Locate every line in the entries below that contains the word "frame", and copy each of those lines in full.

Object pointing dataset entries
● ● ●
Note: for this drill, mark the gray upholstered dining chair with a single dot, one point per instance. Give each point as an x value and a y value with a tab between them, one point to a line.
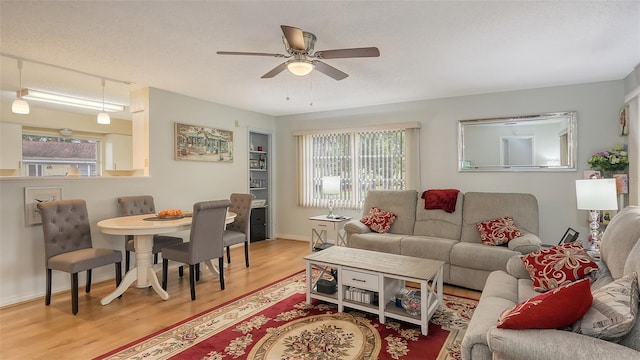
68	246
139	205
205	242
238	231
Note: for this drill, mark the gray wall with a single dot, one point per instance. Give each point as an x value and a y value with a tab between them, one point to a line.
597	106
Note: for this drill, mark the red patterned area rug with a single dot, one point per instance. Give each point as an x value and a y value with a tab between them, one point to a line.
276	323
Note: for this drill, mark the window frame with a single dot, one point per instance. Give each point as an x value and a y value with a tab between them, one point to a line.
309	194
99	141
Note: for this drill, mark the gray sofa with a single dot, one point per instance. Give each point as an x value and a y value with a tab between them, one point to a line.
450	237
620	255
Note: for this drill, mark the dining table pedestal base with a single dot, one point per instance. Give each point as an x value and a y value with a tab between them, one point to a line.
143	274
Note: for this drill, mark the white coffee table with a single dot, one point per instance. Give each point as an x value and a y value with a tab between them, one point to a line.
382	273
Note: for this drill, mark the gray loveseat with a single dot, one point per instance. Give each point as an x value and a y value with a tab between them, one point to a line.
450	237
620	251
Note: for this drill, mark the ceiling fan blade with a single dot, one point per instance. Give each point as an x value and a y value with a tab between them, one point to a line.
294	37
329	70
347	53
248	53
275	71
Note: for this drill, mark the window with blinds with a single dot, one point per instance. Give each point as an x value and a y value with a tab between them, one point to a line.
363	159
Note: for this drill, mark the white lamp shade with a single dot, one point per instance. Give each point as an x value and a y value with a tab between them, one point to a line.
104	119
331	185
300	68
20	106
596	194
● ● ●
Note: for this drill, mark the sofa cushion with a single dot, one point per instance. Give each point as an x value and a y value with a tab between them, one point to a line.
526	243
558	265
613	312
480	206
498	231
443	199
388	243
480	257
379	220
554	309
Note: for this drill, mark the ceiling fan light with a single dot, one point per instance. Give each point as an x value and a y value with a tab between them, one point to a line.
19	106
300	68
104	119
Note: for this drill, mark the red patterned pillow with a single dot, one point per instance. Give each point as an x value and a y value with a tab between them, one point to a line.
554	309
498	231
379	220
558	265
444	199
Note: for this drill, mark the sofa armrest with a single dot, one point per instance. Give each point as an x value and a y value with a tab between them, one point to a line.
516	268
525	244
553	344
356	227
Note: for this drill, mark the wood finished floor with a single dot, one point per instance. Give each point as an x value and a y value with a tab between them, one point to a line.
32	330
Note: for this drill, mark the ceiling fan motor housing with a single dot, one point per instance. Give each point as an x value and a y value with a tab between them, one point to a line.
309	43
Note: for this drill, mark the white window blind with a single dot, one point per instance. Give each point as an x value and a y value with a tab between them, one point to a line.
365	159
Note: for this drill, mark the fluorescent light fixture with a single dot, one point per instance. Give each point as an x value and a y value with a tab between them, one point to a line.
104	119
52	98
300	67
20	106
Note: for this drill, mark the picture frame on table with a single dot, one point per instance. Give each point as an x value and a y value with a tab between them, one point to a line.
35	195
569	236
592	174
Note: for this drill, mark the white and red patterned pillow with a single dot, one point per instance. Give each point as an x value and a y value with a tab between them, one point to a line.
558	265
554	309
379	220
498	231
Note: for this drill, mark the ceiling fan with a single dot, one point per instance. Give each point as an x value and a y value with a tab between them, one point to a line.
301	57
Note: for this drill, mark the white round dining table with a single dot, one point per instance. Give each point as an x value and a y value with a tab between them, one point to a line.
● ● ●
Correct response
Note: for this drill, mark the window frame with a single dot, one point per instance. Give each point as an x value and a y value with a tab between them, one point to a line.
Note: for this drill, mark the picture frame on table with a single dot, one point per instance. Give each point as an x value and a y value with a tab between them, one point to a line.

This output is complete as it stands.